(Challenges):
[1] Do these statements agree with the review of The Kissing Booth 3? Answer yes or no for each and quote the words of the review that decide it. (a) Elle was accepted to both Berkeley and Harvard. (b) The Kissing Booth 3 is the second film in its franchise. (c) The review rates the film 3.5/5.
[2] Please reproduce the review of The Kissing Booth 3 word for word, from "Elle (Joey King)" to "a Sophie's Choice.".
## start Source extract
Elle’s (Joey King) juggling act between her best friend and lover makes the film more tiresome than ever.

2.5/5
The Kissing Booth 3 review: Phew, finally, it’s a goodbye kiss from Joey King-led Netflix trilogy

Netflix

The Kissing Booth 3

Story:

Elle (Joey King) plans the ultimate bucket list as she is determined to make the most of her final summer before college. She also navigates what comes next with Noah (Jacob Elordi) and Lee (Joel Courtney).

Review:

This year began with an end of one teen romcom franchise To All the Boys and now another one has kissed goodbye for good. The Kissing Booth 3 is the final film of the hit YA franchise, and we should thank the makers for that. It’s a bland show with a lot of preachy quotes which are done and dusted already. The second film ended with Elle getting accepted in both Berkeley and Harvard and thus starts her journey which is more of a Sophie's Choice.
## end Source extract
## start Listed records
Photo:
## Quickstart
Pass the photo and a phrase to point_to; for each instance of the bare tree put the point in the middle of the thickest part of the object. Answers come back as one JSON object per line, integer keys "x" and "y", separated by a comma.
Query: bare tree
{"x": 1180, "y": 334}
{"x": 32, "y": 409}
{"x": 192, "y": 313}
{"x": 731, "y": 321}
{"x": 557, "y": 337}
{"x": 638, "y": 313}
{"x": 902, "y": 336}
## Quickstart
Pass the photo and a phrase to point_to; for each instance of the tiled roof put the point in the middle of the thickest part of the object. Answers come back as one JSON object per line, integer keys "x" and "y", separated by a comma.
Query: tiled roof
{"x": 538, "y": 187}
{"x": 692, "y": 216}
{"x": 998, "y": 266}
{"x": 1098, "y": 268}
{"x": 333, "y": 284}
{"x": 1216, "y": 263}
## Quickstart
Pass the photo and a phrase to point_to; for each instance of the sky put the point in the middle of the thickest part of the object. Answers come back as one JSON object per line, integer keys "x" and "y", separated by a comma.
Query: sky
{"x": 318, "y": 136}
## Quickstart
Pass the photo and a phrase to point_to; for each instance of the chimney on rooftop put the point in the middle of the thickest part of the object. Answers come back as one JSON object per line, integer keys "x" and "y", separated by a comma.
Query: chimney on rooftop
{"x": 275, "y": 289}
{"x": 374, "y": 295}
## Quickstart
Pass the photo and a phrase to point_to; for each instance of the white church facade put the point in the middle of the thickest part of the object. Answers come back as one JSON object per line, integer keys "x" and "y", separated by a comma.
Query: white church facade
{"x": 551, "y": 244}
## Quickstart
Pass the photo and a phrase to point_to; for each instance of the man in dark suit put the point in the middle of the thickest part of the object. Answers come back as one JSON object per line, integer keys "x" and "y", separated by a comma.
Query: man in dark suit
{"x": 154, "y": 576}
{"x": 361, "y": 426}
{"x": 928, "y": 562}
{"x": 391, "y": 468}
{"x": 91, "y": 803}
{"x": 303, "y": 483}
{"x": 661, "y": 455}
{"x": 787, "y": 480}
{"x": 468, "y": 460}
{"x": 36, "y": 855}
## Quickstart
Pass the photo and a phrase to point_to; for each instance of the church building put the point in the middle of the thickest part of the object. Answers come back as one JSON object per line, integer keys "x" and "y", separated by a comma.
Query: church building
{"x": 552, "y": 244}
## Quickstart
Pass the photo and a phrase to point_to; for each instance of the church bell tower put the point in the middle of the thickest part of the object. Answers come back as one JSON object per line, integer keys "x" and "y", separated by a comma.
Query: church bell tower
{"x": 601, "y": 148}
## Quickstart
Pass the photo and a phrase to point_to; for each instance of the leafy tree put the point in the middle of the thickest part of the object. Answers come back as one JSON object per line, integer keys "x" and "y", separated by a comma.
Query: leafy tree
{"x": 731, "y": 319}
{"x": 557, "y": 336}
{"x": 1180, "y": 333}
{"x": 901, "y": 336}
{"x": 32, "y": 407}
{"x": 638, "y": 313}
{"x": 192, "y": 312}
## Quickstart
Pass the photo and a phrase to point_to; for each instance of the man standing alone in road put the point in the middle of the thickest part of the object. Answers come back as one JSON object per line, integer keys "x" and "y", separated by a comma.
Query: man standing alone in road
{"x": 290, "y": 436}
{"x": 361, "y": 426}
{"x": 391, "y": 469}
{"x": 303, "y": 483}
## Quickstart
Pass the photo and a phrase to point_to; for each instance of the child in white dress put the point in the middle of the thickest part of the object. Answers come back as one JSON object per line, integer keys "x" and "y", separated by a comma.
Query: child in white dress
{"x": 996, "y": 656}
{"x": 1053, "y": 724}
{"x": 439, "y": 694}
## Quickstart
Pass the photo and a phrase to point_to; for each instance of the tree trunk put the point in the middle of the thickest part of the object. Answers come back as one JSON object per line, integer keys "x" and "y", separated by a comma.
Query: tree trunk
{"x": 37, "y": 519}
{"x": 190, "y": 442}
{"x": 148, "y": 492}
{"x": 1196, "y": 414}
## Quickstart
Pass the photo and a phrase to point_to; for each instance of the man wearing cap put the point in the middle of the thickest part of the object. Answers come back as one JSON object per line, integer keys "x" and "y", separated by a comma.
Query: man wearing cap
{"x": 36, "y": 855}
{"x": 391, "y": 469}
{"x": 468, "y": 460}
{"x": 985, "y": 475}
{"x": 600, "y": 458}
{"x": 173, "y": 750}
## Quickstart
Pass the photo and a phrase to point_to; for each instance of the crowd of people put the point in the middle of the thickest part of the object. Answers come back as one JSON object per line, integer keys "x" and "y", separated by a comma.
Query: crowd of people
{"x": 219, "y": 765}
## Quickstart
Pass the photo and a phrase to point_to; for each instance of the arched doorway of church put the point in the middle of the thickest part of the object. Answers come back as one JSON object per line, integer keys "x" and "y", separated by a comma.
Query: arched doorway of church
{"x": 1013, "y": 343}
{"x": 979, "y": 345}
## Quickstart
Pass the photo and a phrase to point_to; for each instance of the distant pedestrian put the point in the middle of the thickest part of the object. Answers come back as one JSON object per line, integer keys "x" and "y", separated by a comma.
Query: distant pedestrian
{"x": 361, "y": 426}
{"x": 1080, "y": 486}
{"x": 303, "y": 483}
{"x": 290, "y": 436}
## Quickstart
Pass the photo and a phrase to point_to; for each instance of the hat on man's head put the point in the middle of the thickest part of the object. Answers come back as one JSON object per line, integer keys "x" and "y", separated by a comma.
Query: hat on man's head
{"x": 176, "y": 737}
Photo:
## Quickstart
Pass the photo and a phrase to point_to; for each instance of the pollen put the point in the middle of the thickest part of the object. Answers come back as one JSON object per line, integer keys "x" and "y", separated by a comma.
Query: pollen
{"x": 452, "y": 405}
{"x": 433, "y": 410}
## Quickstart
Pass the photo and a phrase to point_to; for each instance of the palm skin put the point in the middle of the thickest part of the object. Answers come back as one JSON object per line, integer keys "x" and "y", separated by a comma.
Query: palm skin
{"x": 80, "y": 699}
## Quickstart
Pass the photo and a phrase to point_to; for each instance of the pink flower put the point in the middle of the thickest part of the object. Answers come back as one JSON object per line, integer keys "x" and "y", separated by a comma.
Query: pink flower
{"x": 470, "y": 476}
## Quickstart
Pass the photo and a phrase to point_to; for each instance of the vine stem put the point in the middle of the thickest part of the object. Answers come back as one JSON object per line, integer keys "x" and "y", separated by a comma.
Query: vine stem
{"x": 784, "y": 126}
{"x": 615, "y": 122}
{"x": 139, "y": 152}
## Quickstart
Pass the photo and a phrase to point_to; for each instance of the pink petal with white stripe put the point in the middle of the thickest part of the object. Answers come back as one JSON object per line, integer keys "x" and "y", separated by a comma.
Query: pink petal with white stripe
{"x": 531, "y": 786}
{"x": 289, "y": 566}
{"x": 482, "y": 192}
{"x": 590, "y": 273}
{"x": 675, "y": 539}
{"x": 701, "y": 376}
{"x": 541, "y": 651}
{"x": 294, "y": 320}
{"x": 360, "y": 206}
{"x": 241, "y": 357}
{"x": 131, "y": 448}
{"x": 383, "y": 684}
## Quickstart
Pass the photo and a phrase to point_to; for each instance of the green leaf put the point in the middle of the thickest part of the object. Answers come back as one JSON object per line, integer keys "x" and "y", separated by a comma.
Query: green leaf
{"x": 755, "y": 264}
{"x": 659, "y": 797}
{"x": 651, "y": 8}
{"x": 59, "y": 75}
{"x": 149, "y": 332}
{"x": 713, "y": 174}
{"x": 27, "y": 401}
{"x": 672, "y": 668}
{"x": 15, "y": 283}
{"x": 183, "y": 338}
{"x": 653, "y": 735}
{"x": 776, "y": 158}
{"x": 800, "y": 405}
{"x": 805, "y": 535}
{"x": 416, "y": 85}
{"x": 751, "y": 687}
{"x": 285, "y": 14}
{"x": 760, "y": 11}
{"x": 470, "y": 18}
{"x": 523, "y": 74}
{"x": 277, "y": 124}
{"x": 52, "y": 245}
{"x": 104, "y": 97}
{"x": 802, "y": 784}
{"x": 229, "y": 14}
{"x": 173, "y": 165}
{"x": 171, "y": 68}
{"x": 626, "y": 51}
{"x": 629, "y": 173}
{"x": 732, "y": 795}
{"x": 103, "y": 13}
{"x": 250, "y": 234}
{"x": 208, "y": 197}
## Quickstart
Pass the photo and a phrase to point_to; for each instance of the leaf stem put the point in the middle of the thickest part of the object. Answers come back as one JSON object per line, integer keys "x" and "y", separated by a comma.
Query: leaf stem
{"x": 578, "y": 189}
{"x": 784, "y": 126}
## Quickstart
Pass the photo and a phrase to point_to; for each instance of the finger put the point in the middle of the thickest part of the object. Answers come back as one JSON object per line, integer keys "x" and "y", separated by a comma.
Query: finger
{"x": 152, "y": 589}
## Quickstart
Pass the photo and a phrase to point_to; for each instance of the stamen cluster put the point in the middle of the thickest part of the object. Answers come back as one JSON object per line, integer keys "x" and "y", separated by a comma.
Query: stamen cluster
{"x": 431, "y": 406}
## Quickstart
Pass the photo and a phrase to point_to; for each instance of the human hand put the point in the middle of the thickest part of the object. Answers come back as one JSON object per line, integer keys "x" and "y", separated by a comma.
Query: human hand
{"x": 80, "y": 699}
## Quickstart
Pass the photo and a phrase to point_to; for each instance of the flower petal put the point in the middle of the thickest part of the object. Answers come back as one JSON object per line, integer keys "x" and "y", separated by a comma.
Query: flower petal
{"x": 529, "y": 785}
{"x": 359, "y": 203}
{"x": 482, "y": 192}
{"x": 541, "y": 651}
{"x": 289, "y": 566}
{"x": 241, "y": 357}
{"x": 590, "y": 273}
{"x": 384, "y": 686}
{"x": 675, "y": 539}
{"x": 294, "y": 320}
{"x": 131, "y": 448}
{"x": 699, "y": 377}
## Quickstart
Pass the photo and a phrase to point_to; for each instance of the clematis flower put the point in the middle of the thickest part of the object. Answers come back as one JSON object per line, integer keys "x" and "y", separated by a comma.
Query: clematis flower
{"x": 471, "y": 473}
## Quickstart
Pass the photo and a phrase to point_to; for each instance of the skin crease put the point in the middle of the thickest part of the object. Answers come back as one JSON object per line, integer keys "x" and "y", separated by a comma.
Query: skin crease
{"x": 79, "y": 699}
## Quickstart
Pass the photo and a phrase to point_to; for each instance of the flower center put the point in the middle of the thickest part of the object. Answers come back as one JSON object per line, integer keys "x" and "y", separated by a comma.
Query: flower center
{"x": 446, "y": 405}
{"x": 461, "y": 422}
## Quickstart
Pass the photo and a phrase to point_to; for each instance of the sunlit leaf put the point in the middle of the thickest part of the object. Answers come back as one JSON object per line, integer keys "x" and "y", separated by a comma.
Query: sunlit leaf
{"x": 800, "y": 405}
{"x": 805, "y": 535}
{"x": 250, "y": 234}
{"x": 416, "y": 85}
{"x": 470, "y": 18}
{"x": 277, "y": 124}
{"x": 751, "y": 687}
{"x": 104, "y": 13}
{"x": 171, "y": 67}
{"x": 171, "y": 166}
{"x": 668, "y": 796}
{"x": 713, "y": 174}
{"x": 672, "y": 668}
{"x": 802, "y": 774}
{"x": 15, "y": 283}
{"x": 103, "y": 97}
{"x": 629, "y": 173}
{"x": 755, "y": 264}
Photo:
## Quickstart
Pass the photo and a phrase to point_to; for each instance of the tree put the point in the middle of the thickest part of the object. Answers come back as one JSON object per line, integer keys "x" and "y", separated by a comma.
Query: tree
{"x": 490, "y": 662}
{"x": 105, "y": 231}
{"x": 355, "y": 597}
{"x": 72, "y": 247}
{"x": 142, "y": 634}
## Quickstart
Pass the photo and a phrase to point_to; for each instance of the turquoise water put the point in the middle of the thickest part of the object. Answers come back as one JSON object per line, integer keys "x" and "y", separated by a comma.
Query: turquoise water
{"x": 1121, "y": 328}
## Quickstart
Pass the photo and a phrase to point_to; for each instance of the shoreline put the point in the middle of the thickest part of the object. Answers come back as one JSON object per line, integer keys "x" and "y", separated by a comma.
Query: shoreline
## end Listed records
(Correct answers):
[1]
(a) Yes: "The second film ended with Elle getting accepted in both Berkeley and Harvard"
(b) No: "The Kissing Booth 3 is the final film of the hit YA franchise"
(c) No: "2.5/5"

[2]
Elle (Joey King) plans the ultimate bucket list as she is determined to make the most of her final summer before college. She also navigates what comes next with Noah (Jacob Elordi) and Lee (Joel Courtney).

Review:

This year began with an end of one teen romcom franchise To All the Boys and now another one has kissed goodbye for good. The Kissing Booth 3 is the final film of the hit YA franchise, and we should thank the makers for that. It’s a bland show with a lot of preachy quotes which are done and dusted already. The second film ended with Elle getting accepted in both Berkeley and Harvard and thus starts her journey which is more of a Sophie's Choice.